** Challenge **
Skip every line before the one containing "flange? Tag one per instance.", then copy that line and the rest of the entries below exactly, through the last line.

** Material provided **
....................
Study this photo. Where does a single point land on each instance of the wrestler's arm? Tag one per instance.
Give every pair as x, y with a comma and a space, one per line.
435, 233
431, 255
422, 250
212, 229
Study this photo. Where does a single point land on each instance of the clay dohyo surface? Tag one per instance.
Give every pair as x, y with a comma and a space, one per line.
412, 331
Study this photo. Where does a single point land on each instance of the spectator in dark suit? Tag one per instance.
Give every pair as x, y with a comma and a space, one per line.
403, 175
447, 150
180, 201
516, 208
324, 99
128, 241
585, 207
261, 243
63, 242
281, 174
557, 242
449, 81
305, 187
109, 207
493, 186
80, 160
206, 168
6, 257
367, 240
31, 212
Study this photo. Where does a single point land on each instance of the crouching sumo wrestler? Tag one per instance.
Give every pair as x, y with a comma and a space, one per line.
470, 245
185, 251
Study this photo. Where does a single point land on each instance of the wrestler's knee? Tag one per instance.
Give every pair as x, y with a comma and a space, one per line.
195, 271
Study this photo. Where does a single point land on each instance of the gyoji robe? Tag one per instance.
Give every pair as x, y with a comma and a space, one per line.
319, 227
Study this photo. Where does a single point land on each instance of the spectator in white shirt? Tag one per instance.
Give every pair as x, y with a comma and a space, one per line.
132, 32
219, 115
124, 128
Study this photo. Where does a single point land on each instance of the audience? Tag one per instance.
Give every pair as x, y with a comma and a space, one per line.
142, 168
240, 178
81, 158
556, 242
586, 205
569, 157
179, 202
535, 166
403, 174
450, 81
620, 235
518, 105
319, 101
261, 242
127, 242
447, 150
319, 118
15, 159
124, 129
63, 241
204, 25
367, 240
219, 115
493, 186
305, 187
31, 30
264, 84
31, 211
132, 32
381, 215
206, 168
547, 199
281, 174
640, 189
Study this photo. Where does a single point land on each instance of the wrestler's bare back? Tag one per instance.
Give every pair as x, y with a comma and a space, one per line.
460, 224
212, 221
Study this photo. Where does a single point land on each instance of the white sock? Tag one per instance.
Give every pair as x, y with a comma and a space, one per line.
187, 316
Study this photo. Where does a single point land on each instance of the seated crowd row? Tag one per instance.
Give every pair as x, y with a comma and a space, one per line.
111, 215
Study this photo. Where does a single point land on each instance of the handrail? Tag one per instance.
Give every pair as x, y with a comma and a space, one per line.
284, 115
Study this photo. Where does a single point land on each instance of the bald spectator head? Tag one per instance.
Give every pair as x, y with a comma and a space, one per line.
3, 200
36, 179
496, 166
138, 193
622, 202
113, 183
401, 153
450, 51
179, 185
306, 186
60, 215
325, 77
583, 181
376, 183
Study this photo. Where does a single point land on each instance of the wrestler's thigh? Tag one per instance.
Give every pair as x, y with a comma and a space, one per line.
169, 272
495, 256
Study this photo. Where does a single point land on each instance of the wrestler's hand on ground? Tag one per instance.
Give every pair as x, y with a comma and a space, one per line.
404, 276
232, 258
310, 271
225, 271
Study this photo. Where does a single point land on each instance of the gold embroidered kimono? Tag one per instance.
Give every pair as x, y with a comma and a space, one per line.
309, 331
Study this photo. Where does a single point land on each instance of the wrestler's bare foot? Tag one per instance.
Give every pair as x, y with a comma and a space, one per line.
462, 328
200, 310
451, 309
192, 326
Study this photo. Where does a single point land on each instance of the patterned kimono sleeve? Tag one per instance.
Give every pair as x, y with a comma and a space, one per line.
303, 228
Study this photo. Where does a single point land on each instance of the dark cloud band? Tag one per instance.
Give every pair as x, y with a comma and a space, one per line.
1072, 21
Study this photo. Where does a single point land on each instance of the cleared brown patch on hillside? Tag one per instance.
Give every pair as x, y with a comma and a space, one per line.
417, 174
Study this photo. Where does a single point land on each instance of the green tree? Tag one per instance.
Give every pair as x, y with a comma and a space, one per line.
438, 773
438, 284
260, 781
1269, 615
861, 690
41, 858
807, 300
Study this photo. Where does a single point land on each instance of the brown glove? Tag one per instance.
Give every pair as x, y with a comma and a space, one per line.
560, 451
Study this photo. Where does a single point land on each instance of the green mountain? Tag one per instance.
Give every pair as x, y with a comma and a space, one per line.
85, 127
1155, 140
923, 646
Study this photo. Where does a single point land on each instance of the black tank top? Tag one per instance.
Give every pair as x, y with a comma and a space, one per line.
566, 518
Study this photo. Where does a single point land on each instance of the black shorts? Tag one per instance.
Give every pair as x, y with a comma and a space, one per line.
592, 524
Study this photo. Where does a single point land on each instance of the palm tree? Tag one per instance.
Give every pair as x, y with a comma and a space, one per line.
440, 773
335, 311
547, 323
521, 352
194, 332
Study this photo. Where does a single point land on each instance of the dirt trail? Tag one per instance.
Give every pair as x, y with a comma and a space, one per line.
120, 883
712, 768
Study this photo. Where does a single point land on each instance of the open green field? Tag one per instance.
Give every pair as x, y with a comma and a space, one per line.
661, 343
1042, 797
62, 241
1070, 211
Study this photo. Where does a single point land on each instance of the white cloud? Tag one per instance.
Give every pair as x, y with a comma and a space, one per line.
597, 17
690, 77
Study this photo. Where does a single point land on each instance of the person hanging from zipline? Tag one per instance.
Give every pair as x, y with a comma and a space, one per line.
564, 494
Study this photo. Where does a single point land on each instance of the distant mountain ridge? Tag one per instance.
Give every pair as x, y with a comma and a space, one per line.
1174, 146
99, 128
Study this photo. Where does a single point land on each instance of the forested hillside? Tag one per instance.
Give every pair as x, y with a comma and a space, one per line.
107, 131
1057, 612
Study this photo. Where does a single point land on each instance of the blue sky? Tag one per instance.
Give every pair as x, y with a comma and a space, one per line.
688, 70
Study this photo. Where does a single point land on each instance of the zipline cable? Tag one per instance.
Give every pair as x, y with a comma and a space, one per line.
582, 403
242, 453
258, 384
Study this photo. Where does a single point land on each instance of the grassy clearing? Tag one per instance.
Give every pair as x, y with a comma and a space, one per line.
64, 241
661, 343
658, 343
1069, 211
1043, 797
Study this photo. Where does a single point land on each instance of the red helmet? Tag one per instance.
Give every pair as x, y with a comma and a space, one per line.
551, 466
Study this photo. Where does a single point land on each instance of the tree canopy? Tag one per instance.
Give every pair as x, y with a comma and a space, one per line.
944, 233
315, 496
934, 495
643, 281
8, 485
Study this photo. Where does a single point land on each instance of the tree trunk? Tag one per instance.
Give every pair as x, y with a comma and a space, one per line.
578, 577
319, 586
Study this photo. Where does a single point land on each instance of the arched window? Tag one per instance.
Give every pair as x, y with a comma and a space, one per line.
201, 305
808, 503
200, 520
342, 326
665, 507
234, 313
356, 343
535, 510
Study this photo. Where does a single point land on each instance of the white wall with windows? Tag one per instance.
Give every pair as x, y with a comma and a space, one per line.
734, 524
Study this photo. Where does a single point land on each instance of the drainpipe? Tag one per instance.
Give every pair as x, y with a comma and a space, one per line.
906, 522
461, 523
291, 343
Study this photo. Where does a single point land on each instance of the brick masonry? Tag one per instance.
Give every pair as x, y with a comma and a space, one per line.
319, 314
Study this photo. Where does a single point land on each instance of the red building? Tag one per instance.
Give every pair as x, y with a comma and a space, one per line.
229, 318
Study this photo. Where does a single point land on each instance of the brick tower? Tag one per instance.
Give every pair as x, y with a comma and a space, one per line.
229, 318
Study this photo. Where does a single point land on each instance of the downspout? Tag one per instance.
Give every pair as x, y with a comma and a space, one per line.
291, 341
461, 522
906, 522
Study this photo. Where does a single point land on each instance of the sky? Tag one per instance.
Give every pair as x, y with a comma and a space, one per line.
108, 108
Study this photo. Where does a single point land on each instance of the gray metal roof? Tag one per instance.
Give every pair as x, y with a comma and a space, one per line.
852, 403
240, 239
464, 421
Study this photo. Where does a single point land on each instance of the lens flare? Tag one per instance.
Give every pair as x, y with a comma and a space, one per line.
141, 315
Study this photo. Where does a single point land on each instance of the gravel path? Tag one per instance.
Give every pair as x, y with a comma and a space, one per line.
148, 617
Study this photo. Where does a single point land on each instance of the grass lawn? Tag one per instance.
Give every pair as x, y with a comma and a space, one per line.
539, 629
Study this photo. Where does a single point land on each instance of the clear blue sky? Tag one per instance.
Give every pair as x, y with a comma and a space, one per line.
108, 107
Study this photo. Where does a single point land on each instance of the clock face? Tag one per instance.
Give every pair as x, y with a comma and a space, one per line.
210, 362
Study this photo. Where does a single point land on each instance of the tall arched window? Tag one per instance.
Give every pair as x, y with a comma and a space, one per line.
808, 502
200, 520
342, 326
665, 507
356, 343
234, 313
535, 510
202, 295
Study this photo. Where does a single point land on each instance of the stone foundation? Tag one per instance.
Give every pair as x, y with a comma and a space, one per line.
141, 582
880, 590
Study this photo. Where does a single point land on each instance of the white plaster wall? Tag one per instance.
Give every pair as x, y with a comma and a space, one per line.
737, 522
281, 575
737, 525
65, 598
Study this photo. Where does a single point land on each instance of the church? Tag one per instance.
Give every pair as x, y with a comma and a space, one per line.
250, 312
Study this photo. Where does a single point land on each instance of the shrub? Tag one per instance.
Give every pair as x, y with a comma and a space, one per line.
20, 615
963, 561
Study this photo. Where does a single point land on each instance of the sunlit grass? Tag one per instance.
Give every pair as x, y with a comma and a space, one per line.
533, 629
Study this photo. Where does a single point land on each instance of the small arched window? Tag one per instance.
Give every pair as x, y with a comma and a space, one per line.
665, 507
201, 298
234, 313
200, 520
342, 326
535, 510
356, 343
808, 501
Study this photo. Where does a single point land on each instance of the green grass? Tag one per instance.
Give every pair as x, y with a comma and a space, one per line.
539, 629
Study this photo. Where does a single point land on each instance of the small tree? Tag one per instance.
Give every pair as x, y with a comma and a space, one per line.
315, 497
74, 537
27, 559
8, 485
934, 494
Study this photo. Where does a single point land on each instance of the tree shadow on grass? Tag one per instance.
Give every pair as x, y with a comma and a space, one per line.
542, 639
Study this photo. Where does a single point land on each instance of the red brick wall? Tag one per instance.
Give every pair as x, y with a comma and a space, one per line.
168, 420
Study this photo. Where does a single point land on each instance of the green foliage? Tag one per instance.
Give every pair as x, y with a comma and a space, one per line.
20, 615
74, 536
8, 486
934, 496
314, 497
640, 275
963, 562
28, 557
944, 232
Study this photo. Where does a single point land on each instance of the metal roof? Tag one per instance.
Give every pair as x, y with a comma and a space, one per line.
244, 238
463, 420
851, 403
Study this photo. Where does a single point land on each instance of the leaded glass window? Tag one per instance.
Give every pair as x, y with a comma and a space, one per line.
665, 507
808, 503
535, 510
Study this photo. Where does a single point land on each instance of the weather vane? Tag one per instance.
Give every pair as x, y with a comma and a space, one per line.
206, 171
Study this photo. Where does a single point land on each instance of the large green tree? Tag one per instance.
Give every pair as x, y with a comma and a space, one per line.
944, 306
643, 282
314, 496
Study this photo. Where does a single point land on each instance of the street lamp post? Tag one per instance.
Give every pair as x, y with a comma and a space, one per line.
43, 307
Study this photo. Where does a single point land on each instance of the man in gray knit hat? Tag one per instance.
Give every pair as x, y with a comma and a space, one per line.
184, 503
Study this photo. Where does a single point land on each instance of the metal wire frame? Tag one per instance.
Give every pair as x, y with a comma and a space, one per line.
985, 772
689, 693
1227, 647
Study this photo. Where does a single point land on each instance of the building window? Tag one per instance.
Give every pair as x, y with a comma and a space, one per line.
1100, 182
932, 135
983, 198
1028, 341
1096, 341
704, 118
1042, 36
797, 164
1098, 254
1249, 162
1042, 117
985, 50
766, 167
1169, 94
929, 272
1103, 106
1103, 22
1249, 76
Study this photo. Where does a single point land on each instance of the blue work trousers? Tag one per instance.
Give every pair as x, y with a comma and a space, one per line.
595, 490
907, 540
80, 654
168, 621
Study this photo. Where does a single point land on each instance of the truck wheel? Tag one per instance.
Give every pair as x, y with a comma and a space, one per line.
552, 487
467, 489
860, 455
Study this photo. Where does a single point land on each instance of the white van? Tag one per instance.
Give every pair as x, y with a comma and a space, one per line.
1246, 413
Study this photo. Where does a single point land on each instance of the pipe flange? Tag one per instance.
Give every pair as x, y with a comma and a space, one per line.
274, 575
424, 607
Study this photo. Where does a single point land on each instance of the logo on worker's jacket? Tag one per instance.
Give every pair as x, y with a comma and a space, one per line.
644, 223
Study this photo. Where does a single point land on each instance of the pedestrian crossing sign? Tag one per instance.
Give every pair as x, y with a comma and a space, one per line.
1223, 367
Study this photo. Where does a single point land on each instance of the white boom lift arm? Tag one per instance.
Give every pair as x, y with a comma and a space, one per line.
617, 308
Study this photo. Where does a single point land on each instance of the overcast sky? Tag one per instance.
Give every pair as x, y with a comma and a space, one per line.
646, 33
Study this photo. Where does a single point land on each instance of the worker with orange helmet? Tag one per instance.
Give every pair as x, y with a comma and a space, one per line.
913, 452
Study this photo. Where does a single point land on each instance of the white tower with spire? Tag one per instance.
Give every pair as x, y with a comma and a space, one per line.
....................
** Task response **
Study this photo. Where does a single point land on each instance of the pipe flange? Tag one per instance.
Give every pair as x, y with a comma and a space, one per line.
274, 575
424, 607
Study this photo. Where does a single point land on each instance of the logo on worker's jacket? Tag one per instance.
Give every pair as x, y with a comma and a space, one per line.
644, 223
Study this photo. Where does a single point land on each instance of the pedestrian crossing sign? Tag one per instance.
Give every pair as x, y with a comma and a space, one per line.
1223, 367
Study this photo. Where does a single point land on each instance of the white boom lift arm? Tag one per instance.
Give every pair as x, y with a comma and a space, one per line.
617, 308
Study this photo. Where does a single point land on each instance of the overcast sky? Tag one per instance.
Give every pair as x, y with a comma and a space, one per line.
646, 33
Study this photo. Where does a single point land on each instance of the worker with orange helmet? Tag one per instance.
Give every pair as x, y with a comma and a space, one per line.
913, 452
Study this photo. Where does a single point land on each instance of the white tower with spire? Tag one per instance.
Give every pair as x, y with a comma and a space, one per line.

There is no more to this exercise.